Consigne écrite 1> Selon l'article sur l'énergie solaire en France, combien de gigawatts d'énergie solaire EDF a-t-il annoncé déployer entre 2020 et 2035 ?
Consigne écrite 2> Renvoyez sans aucune modification le passage de l'article sur l'énergie solaire en France situé entre « Depuis l’accident de » et « de son matériel. », bornes incluses.
Consigne écrite 3> Prolongez l'article sur l'essor de l'énergie solaire en France en reprenant juste après sa dernière phrase.
:: Texte cité
La France regarde enfin vers le Soleil

Longtemps à la traîne de ses voisins européens, le pays met les bouchées doubles pour développer sa production d’énergie solaire. EDF a annoncé un plan ambitieux et les géants Total et Engie se lancent aussi.

A 150 millions de kilomètres de la Terre, le Soleil nous envoie en une heure plus d’énergie que la consommation annuelle des humains. Pourtant, la part du solaire dans la production d’électricité en Europe ne dépasse pas 3,5 %, loin derrière les combustibles (48 %) et le nucléaire (26 %). En France, c’est pire encore. L’énergie produite directement par le soleil ne représente que 1,6 % de la production électrique française. Face à ce retard, le ministre de la Transition énergétique, Nicolas Hulot, qui a annoncé en novembre 2017 que la part du nucléaire serait abaissée de 75 % à 50 % d’ici à « 2030 ou 2035 », souhaite développer les énergies renouvelables, parmi lesquelles le solaire. Cette volonté a poussé EDF à présenter un plan à la hauteur. Le 11 décembre dernier, le groupe a ainsi annoncé le déploiement de 30 gigawatts d’énergie solaire entre 2020 et 2035, soit quatre fois plus que la production actuelle. « C’est un virage pour le solaire. Nous avons une ambition beaucoup plus forte », confirme Nicolas Couderc, directeur France et Energies Réparties pour EDF Energies nouvelles. A titre de comparaison, l’ensemble du parc nucléaire français avoisine la capacité de 63 gigawatts (pour une production de 416 TWh en 2015).

Une alternative au nucléaire
Il s’agit donc de corriger une anomalie. Grâce à son ensoleillement, la France est le cinquième pays européen en termes de potentiel solaire. Pourtant, « nous produisons seulement entre 7 et 8 gigawatts, contre 40 en Allemagne et 20 en Italie », souligne Gwenaelle Huet, directrice générale d’Engie France Renouvelables, le concurrent d’EDF, aux objectifs également très ambitieux dans le développement du solaire. Depuis les années 1950, la priorité a été donnée au nucléaire, une méthode efficace et à moindre coût, mais dont les déchets restent radioactifs pendant des centaines d’années.

Depuis l’accident de Fukushima, en mars 2011, les cartes ont été rebattues. Engie (ex-GDF-Suez) compte multiplier par quatre ses capacités solaires d’ici à 2021, pour atteindre 2,2 gigawatts en France. Même le géant des hydrocarbures Total s’est lancé dans le créneau, en équipant ses sites industriels et ses stations-service de panneaux photovoltaïques (5 000 d’entre elles seront concernées d’ici cinq ans, dans le monde entier). En 2011, l’entreprise avait également racheté le fabricant de panneaux solaires SunPower, réputé pour l’efficacité de son matériel.
::::
:: Enregistrements fournis
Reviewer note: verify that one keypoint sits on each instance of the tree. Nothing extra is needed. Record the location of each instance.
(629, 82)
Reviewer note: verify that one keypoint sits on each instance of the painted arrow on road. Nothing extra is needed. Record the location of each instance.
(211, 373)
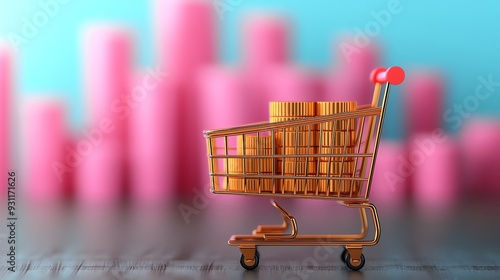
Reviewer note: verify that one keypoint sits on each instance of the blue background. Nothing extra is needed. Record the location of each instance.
(458, 38)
::::
Résultat attendu 1> 30 gigawatts.

Résultat attendu 2>
Depuis l’accident de Fukushima, en mars 2011, les cartes ont été rebattues. Engie (ex-GDF-Suez) compte multiplier par quatre ses capacités solaires d’ici à 2021, pour atteindre 2,2 gigawatts en France. Même le géant des hydrocarbures Total s’est lancé dans le créneau, en équipant ses sites industriels et ses stations-service de panneaux photovoltaïques (5 000 d’entre elles seront concernées d’ici cinq ans, dans le monde entier). En 2011, l’entreprise avait également racheté le fabricant de panneaux solaires SunPower, réputé pour l’efficacité de son matériel.

Résultat attendu 3>
Le solaire, écologique et économique
Cet engouement est un choix écologique, mais aussi économique. « Le coût du solaire a considérablement baissé ces dernières années, souligne André Joffre, PDG du bureau d’études Tecsol. La technologie s’est nettement améliorée, et les panneaux solaires ont des rendements de 22 %, contre 12 % il y a encore dix ans. » Ces derniers fournissent donc davantage d’électricité pour le même ensoleillement. Ces rendements vont encore progresser. « On devrait atteindre 40 % dans dix ou quinze ans et bien plus d’ici à 2050 », affirme l’expert. Grâce à ces progrès, le prix du mégawattheure d’une grande centrale de panneaux photovoltaïques, qui fond d’année en année (400 euros en 2010, contre 60 euros aujourd’hui), continuera de baisser. Par comparaison, le mégawattheure nucléaire coûte 33 euros à produire. L’atome reste à ce jour plus rentable, mais, à l’avenir, les courbes risquent de se croiser.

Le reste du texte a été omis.